→ Work task
Find the line with "x=224 y=422" in the entries below. Repeat it, every following line, and the line with "x=597 y=457", exactly and with nothing added.

Segment Start: Provided data

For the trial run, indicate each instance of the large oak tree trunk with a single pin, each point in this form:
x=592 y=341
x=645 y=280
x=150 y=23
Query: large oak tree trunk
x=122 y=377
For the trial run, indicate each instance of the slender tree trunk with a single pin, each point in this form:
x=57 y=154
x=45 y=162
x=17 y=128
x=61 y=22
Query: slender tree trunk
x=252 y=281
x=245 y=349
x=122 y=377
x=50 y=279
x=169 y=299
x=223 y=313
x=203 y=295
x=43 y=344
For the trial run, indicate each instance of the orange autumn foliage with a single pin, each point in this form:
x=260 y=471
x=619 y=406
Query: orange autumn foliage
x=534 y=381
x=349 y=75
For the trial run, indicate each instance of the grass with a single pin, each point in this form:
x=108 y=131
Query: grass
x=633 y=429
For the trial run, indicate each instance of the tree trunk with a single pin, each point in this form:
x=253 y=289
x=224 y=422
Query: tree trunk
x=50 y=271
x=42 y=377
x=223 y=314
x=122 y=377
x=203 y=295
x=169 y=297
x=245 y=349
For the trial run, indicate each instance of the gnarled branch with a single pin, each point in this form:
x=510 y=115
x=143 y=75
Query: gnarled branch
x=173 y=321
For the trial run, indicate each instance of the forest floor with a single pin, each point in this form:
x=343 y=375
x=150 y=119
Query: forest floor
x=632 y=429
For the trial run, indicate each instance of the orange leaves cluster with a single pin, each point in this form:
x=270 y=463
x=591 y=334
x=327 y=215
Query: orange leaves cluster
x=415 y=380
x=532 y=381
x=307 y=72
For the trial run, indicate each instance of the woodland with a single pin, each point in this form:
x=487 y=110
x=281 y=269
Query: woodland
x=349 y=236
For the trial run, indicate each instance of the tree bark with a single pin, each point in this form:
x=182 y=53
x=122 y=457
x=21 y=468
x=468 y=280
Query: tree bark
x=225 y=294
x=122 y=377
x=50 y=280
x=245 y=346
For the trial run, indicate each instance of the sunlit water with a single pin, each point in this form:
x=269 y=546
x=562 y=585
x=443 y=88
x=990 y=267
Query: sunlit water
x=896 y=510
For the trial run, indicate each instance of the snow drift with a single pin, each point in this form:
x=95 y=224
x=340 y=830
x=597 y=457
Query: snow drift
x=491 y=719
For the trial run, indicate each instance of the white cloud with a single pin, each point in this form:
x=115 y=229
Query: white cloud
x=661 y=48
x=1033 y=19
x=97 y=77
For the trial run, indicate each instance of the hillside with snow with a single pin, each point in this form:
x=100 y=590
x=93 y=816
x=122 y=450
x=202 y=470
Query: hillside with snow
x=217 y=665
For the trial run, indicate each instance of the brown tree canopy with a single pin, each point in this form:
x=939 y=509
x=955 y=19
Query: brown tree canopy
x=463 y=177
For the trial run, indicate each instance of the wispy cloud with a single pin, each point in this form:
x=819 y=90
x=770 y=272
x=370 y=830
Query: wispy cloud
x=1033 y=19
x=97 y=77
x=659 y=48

Segment End: Provided data

→ Solution
x=224 y=422
Query: tree trunk
x=50 y=271
x=42 y=377
x=223 y=314
x=122 y=377
x=203 y=295
x=169 y=297
x=245 y=349
For the trial run, indicate each instance of the gnarled branch with a single pin, each point in this form:
x=510 y=115
x=143 y=75
Query: gnarled branch
x=173 y=321
For the trial run, indicate each instance of the forest floor with a single pin, each point in this form:
x=343 y=375
x=150 y=119
Query: forest floor
x=632 y=429
For the trial run, indicate each instance of the orange leaves cluster with a single pin, each point in this form:
x=270 y=463
x=591 y=334
x=327 y=215
Query: orange leaves cluster
x=415 y=380
x=532 y=381
x=307 y=72
For the trial run, indicate each instance of the woodland with a single pin, each point in this form:
x=487 y=110
x=281 y=269
Query: woodland
x=349 y=236
For the trial run, indicate each instance of the tree bark with a single pin, each point in this form:
x=182 y=53
x=122 y=457
x=21 y=468
x=468 y=280
Query: tree bark
x=225 y=294
x=122 y=377
x=50 y=280
x=245 y=346
For the trial run, indicate each instance of the sunlit water with a single pin, each point in this form:
x=269 y=546
x=562 y=585
x=443 y=88
x=990 y=267
Query: sunlit water
x=896 y=510
For the trial run, indicate each instance of the snow drift with a single pin, each point in this form:
x=95 y=224
x=340 y=830
x=597 y=457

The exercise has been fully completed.